--- START DOCUMENT ---
The Color of Sunspots: Studying Solar Activity

In this blog, we have highlighted how stellar activity can hinder and even masquerade as planetary signals (see Gliese 581 and Gliese 667C). The stars discussed in those posts were important, not only because they may harbor habitable zone planets, but also because they are M Dwarfs. HPF is explicitly being built to discover and confirm planets just like the ones discussed around these stars. There are definitely challenges to overcome, including being able to separate the stellar signals from the planetary signals, however HPF’s use of the near-infrared should help with these problems.

False color image of a solar prominence as seen by NASA’s SDO mission. They have many more images and a fantastic youtube page.

The NIR has a number of advantages when it comes to stellar noise. One of the biggest is that because sunspots are cooler, their emission peak (think of this as a “temperature color.”) is located in or close to the NIR. This reduces the contrast between the normal surface (the photosphere) and the spot areas. We ‘see’ less of a difference between the two areas. Additionally, the effects of high energy events such as solar flares and coronal mass ejections is lessened as they emit much if not most of their light in the visible, ultraviolet, and X-rays.

In addition to its primary mission of searching for habitable planets around M stars, the reduction of stellar noise in the NIR could potentially enable a second exciting exoplanet study with HPF. Today, astronomers are searching for Earth 2.0. We describe this ideal planet as an Earth-sized planet, orbiting a Sun-like star, within the habitable zone. The challenges in finding our twin are immense. Currently we are only sensitive to large planets and planets at shorter periods. To put some numbers to it, the best instruments in the world can currently measure a Doppler shift of ~1 m/s (walking speed). Just as a side, remember, we are doing this across the galaxy! But back to Earth 2.0. If you were an alien observing the Sun, the largest signal you would see is from our most massive planet, Jupiter. Jupiter tugs on the Sun, making it move at about 12 m/s (the top speed of Usain Bolt – the world’s fastest man). The Earth induces a mere 0.1 m/s on the Sun’s velocity (about the speed of a turtle walking on land). This is a TINY number and it is hidden in the signal of other planets and the stellar noise previously discussed!

Since we expect a reduction in the noise around M-Dwarfs when using HPF, the question arose: “could HPF also observe solar type stars and confirm low-mass planets due to a reduction in stellar noise?” Or in other words, could it help discover Earth 2.0? This is actually a complicated question as the mechanism that creates the magnetic activity in M-Dwarfs can be much different from solar activity.
--- END DOCUMENT ---
WRITTEN EXERCISE A –
Which lines of the listing contain the word "stone"? Copy each one.
The sunspot post and the listing that comes next were taken from unrelated sources.
--- START DATA EXTRACT ---
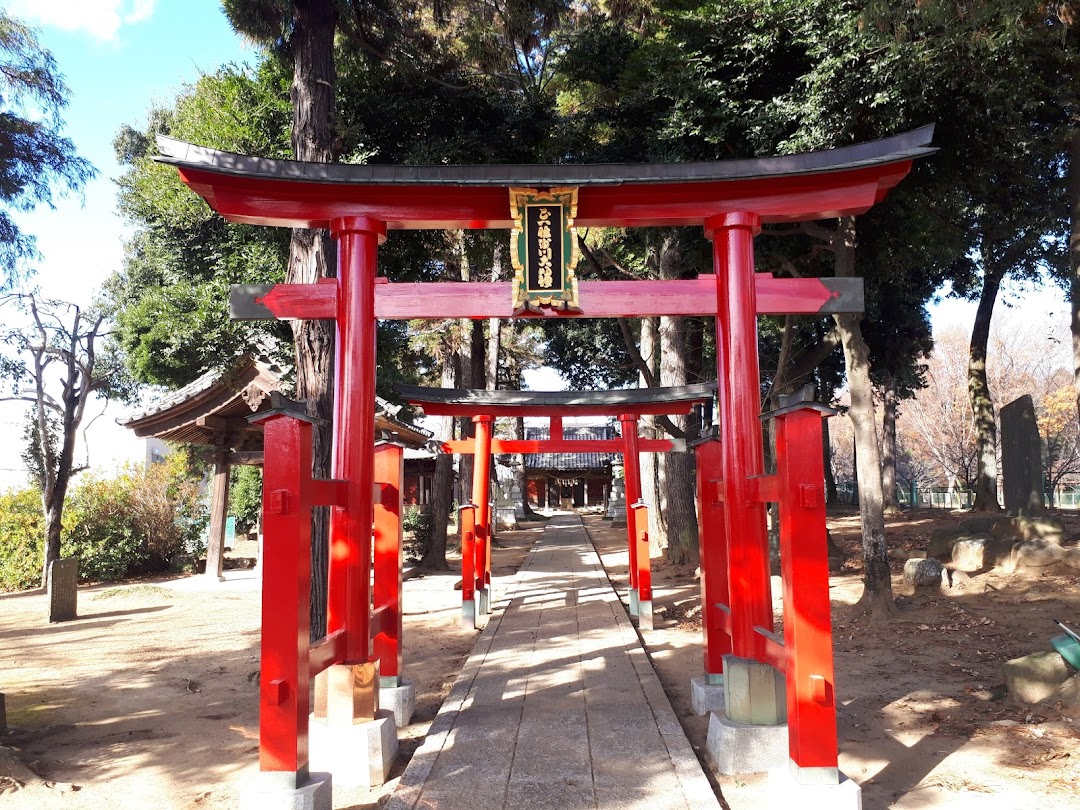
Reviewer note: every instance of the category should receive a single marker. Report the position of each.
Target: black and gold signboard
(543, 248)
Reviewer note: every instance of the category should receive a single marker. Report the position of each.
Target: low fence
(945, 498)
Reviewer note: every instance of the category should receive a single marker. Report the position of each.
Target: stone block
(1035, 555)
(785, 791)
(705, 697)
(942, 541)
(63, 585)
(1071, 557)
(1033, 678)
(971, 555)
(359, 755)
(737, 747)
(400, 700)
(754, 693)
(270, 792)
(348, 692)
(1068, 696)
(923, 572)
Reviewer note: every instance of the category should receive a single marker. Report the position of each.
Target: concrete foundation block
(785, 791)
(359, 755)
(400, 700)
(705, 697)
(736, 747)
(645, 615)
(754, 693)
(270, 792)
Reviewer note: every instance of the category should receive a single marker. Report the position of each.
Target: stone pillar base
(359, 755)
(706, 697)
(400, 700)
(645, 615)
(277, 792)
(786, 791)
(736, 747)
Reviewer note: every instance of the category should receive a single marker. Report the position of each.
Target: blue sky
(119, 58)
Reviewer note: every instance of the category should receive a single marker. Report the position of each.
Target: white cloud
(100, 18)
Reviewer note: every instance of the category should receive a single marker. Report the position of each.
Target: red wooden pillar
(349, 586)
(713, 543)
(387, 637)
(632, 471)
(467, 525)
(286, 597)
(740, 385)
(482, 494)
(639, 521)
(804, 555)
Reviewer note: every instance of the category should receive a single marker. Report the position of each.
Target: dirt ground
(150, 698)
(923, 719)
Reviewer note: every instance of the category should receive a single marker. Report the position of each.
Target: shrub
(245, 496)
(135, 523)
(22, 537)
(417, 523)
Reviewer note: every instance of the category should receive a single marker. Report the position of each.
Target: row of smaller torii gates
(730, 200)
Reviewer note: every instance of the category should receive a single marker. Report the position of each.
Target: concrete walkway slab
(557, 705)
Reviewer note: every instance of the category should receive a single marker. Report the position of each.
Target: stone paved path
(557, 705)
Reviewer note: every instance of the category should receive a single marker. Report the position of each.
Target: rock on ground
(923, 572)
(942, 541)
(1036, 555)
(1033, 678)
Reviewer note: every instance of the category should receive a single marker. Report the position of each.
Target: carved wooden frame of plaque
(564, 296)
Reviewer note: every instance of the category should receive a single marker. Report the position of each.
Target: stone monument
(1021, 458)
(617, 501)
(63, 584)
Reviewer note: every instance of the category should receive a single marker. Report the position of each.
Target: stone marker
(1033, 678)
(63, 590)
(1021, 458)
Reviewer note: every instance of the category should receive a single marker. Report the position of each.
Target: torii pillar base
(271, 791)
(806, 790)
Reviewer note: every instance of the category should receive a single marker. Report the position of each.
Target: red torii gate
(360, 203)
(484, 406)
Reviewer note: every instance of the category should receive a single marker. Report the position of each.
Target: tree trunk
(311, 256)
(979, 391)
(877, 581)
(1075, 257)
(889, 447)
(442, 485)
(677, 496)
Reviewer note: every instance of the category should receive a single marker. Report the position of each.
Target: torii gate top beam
--- END DATA EXTRACT ---
WRITTEN EXERCISE B –
Could you carry on the sunspot post, picking up right after its final sentence?

RIGHT ANSWER A –
Target: stone block
Target: stone pillar base
Target: stone paved path
Target: stone monument
Target: stone marker

RIGHT ANSWER B –
In an attempt to provide an answer, members of the HPF team–led by Penn State graduate student Robert Marchwinski–conducted a study of radial velocity (RV) variations of the Sun as a function of wavelength.  In reality, this is a very complicated measurement to make. We are actually too close to the Sun to just point a telescope at it! To do this correctly, we need the Sun to appear unresolved (like a point source). Some ambitious astronomers have tried to do this using reflected light from asteroids in the solar system. However, this introduces many additional factors you have to correct for: like the speed of the asteroid, how it is rotating, its orientation, and more. Thankfully, we have another way.

The F/F’ Technique

Astronomers have long been aware of the problem of stellar activity and much of the research has focused on modeling how activity works and how it would affect measurements. In 2012, a new approach was developed. Dr. Suzanne Aigrain and her collaborators came up with a method to use the brightness variations of a star to estimate the radial velocity variations induced by magnetic activity. This technique is called the F/F’ method. At its core, this method assumes that we have one spot or spotted region that is carried along as the star rotates. Spots emit less light and thus you lose some of the light you would normally see from the region where the spot inhabits. This missing light has an intrinsic Doppler shift thanks to the rotation of the star and the convection of the star’s surface, all of which lost. Thus you can get a slight change in your radial velocity. (See below).

A rotating starspot and its effect on the shape of a stellar absorption line.

A rotating starspot and its effect on the shape of a stellar absorption line. (Animation credit: Svetlana Berdyugina)

Using this model and combining it with high quality, well-sampled photometry (brightness measurements), you can estimate the Doppler variations you would see coming from a star. We call it the F/F’ method because it uses the flux measurements, F, and the change or derivative of the flux with time, F’ (pronounced “F-prime”).

With this method, some well-educated assumptions, and solar data, we set out to measure these variations as a function of wavelength.


Obtaining spectra of stars is normally a time intensive process and you need to have lots of data for this method to work. Thankfully, the Sun is the most well-studied star in the Universe. We use solar measurements to educate us on how stars work, how they are powered, and the effects they have on planetary companions.

SORCE Satellite in a clean room. Courtesy of LASP.

Enter SORCE. The SOlar Radiation and Climate Experiment was launched by NASA in 2003 and has been observing the Sun almost continuously. The main goal of SORCE is to measure how the variations in solar output affect the climate of the Earth. To do this, it includes an instrument that takes photometric measurements of the Sun, at different wavelengths, everyday. Exactly what we needed! We also have gotten around the issue of needing to see the Sun as a point source. Photometry is much easier to combine and get a disk totaled value then adding spectra together.

With this data in hand, we could then use the F/F’ method to estimate how the RV variations from the Sun change as you look in different wavelength regions.


We found that by looking at solar type stars in the NIR (where HPF will look), you could see a reduction in the stellar magnetic noise by up to a factor of 4! This particular result came from the analysis of solar data over the entire SORCE mission. If you focus on smaller chunks of time, you consistently see that the NIR has lower variability than other regions of the spectrum. While HPF will not have the sensitivity to detect eta-Earth, there is a very good chance that HPF could help detect other low-mass planets and could be extremely useful in identifying signals that are stellar in origin.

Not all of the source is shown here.